WHAT TO DO. Go to the line below containing "Please locate the wrist" and print exactly from there through the line containing "Wanted = a point", both included. Print nothing else.

Stored items
'''

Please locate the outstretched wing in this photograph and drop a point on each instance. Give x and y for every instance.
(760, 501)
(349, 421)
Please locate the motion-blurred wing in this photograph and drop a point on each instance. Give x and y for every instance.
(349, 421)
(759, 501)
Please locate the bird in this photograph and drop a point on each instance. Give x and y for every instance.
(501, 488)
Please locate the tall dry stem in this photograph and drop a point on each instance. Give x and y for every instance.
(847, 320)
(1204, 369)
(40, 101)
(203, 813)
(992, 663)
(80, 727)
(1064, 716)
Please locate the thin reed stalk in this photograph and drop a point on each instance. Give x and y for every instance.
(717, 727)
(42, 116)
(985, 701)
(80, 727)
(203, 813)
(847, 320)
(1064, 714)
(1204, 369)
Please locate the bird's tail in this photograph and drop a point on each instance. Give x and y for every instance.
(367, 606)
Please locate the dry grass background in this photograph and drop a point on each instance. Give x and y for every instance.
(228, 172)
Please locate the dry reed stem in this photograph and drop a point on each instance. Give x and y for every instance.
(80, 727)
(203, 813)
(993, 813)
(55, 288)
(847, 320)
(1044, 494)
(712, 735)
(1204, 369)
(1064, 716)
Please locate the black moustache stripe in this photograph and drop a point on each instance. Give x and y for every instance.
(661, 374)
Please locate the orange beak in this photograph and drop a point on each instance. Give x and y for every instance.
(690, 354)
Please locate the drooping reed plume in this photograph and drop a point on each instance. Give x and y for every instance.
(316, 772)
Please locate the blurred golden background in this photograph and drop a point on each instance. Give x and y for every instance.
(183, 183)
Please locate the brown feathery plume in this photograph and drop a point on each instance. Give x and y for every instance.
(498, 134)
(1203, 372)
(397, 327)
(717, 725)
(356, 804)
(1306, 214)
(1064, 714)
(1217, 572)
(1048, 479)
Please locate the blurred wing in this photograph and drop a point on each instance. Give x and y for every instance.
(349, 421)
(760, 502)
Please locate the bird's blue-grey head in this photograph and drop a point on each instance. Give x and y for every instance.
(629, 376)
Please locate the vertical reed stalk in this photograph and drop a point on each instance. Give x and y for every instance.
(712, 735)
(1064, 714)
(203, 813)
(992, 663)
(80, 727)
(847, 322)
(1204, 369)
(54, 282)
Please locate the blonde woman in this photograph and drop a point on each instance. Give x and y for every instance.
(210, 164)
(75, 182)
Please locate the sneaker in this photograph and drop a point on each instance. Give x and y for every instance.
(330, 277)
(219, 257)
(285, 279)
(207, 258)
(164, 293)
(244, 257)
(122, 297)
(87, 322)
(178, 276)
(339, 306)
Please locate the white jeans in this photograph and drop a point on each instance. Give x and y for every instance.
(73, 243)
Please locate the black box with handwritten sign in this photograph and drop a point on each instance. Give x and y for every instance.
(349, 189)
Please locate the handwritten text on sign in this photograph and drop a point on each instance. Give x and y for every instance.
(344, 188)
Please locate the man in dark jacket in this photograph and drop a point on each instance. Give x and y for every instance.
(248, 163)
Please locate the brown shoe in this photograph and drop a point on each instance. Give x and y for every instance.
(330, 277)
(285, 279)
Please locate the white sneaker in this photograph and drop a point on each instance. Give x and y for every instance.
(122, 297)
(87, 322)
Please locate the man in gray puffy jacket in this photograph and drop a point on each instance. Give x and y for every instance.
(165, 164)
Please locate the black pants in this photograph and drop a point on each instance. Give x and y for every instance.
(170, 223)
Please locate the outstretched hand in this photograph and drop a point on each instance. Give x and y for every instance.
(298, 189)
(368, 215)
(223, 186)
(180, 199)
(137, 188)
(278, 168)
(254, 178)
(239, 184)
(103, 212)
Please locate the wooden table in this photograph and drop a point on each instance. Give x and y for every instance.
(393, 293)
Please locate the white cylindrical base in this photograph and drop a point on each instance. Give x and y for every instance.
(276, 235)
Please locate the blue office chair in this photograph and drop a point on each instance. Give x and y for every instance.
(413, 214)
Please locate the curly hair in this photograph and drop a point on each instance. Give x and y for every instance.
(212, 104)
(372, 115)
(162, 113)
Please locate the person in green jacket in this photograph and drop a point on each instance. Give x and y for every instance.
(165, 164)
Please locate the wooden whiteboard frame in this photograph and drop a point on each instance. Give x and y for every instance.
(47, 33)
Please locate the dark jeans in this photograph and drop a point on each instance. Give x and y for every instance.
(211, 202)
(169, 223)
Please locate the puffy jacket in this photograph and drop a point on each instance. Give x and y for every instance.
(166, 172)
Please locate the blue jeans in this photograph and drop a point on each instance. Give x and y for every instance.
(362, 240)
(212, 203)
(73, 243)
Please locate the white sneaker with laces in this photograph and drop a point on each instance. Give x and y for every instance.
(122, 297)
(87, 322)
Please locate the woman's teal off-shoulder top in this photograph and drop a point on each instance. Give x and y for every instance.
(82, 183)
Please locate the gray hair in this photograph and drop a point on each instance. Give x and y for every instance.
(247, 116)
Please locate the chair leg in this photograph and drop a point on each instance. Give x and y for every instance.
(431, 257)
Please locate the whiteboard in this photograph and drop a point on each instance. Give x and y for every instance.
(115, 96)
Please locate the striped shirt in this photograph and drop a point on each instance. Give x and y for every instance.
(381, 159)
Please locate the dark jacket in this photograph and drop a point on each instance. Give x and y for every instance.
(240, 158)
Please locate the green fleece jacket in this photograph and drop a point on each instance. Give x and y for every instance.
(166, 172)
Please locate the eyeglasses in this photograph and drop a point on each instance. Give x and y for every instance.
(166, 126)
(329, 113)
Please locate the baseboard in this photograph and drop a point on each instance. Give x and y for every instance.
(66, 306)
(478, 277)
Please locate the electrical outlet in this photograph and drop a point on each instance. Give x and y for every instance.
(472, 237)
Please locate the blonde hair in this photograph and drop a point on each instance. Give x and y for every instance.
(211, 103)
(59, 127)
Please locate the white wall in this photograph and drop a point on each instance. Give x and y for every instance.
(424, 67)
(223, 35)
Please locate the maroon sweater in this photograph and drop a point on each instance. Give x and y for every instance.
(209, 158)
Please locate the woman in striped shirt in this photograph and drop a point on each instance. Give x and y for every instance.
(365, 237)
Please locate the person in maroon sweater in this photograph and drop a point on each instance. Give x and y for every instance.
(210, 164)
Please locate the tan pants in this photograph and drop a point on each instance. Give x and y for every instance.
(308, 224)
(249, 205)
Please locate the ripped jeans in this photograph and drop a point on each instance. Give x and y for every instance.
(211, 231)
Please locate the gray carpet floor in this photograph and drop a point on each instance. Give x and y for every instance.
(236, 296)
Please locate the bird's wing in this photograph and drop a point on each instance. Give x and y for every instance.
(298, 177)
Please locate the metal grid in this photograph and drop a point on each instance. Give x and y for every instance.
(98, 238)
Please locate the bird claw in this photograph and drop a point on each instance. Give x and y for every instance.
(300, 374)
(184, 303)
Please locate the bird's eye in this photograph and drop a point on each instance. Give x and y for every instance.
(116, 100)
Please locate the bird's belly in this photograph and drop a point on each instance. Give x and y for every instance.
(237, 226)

'''
'''

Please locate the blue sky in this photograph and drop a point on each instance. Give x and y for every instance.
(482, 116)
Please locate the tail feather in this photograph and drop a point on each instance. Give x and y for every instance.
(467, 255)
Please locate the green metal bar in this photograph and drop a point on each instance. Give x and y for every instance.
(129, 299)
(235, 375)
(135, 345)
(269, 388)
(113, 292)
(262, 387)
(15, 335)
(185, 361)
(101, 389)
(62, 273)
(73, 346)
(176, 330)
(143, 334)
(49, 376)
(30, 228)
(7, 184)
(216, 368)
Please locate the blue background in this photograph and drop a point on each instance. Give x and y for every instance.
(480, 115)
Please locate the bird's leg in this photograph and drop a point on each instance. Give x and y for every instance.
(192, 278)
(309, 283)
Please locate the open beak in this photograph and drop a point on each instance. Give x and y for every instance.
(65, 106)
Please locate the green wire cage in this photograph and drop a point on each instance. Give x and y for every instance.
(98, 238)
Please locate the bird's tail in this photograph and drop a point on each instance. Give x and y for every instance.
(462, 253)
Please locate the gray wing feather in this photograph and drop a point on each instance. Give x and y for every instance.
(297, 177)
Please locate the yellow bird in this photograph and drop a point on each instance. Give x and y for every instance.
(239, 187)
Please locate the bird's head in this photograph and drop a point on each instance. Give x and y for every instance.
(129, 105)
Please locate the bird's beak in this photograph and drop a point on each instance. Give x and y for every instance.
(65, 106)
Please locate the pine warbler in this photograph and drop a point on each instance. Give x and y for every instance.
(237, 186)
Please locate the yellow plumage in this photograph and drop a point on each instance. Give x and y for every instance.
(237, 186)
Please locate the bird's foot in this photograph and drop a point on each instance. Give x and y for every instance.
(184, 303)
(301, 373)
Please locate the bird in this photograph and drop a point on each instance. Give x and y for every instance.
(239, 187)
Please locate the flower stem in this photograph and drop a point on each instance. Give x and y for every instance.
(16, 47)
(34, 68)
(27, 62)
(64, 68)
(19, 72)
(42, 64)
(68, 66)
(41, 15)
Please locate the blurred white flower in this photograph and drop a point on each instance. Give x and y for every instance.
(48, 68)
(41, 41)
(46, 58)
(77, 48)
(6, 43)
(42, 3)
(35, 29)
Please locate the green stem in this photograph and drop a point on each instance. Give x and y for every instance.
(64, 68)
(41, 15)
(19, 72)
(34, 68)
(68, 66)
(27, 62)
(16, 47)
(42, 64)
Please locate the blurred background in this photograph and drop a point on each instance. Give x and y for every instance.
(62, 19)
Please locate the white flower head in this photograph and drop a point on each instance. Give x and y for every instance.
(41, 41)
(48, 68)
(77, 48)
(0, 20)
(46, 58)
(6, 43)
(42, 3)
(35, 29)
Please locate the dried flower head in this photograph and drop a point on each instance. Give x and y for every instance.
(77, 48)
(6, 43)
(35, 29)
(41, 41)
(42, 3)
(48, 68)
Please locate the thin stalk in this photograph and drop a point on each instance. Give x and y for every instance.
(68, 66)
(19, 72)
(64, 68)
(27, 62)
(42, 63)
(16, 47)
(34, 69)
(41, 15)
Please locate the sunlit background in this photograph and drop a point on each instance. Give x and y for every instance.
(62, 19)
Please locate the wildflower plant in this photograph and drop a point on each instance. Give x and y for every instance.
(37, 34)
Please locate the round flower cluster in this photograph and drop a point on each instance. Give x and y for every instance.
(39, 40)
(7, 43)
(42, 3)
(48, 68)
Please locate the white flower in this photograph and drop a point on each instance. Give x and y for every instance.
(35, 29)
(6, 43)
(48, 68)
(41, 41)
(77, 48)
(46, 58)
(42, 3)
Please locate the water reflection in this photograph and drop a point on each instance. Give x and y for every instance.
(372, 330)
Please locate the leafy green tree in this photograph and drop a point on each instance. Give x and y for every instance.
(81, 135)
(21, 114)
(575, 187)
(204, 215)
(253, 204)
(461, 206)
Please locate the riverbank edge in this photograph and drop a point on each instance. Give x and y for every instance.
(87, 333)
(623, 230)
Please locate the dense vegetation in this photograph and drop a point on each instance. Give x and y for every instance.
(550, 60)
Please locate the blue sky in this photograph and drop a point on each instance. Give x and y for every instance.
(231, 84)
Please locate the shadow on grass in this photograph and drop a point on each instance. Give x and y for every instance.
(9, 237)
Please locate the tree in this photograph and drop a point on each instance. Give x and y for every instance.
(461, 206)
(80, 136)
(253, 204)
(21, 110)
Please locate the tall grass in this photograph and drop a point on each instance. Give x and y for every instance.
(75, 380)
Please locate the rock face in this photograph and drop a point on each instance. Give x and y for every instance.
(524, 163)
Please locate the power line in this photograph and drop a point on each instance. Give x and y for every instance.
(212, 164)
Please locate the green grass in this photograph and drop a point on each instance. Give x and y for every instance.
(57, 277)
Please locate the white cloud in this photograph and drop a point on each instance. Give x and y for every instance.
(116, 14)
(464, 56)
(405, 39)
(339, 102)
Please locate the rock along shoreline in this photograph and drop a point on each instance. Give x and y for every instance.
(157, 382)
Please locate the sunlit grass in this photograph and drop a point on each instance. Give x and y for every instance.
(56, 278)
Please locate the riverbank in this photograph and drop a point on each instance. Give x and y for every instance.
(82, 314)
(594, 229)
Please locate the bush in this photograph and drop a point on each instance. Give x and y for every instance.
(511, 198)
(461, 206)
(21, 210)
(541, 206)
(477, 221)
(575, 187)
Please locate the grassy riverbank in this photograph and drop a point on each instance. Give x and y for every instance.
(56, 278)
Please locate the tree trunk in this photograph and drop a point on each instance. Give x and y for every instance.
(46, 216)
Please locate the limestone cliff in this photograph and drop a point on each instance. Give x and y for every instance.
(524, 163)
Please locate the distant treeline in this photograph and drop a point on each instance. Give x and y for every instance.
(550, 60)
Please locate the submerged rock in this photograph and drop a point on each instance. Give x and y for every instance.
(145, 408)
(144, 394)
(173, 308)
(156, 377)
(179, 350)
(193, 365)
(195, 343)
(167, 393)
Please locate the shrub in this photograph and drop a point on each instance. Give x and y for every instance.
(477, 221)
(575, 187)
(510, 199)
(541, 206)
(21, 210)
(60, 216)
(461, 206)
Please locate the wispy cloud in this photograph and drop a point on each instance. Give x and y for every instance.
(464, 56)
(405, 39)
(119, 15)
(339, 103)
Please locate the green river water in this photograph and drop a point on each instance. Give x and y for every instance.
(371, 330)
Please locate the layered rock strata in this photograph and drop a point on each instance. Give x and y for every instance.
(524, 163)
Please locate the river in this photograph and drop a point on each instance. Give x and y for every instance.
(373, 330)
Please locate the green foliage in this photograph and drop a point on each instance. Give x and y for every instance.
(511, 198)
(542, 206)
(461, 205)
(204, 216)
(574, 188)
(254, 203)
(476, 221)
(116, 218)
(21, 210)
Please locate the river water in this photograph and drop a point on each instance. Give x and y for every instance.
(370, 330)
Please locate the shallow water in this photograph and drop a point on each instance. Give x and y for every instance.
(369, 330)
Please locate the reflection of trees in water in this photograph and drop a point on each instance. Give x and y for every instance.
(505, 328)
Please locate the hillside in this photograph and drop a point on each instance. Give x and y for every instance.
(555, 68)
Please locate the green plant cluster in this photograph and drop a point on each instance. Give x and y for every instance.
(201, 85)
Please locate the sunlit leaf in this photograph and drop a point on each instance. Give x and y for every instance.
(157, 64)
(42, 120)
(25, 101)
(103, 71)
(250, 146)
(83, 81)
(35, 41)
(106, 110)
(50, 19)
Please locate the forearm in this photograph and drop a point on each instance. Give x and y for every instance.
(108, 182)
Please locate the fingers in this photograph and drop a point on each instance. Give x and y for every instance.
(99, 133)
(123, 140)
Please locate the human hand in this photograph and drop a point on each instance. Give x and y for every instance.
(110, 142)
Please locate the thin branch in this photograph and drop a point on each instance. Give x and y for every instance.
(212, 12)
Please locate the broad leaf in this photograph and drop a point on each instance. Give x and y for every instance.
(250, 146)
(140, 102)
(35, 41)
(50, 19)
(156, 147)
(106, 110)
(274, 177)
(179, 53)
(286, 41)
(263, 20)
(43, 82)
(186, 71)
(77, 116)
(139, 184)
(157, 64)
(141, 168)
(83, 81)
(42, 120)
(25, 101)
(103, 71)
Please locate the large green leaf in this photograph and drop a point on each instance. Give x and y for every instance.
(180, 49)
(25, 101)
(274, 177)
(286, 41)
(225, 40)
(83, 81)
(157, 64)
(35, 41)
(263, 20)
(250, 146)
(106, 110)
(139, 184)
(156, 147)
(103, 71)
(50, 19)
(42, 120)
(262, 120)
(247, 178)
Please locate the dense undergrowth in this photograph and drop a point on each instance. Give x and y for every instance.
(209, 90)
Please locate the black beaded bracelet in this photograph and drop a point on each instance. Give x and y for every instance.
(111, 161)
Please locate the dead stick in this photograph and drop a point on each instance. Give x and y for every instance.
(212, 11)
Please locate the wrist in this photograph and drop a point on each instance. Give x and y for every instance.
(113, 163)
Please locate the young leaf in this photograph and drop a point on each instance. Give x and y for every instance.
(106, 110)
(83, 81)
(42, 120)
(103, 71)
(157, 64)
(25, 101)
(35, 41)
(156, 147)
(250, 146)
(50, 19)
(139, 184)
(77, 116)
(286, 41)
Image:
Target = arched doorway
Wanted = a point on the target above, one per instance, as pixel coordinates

'''

TASK OUTPUT.
Please locate the wrist in this photograph and drop a point on each instance. Give x and y for every instance.
(113, 163)
Please locate the young leaf in this photograph and drop a point on each instance. Give x and y for every instance.
(106, 110)
(83, 81)
(42, 120)
(103, 71)
(157, 64)
(25, 101)
(35, 41)
(156, 147)
(250, 146)
(50, 19)
(139, 184)
(77, 116)
(286, 41)
Image:
Target = arched doorway
Wanted = a point on the target above, one per instance, as pixel coordinates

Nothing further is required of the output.